◆ ACTIVITY: Translate this sentence from the passage on APHA's abortion and contraception statements into Spanish: "The Helms and Hyde Amendments, key restrictions on US federal funding for abortion, are called out in particular."

◆ DOCUMENT PASSAGE:
####

At its Annual Meeting in November 2015, the American Public Health Association (APHA) adopted three new far-reaching statements to support access to abortion and contraception and promote reproductive justice. The statements include a policy calling for an end to restrictions on funding for legal abortion services, which “deny, delay and impede access to abortion services, increasing women’s risk of injury and death.” The Helms and Hyde Amendments, key restrictions on US federal funding for abortion, are called out in particular. Additional statements endorsed by APHA members were those calling for universal access to contraception — which also notes the critical importance of access to abortion care as an element of women’s preventive reproductive health care – and denouncing anti-abortion laws that require hospital admitting privileges and transfer agreements for abortion providers.

####

(Data entries)
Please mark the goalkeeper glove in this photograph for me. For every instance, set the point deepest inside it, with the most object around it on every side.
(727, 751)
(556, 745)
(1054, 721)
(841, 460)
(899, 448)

####

◆ ANSWER: Las enmiendas Helms y Hyde, restricciones clave a la financiación federal de Estados Unidos para el aborto, se señalan en particular.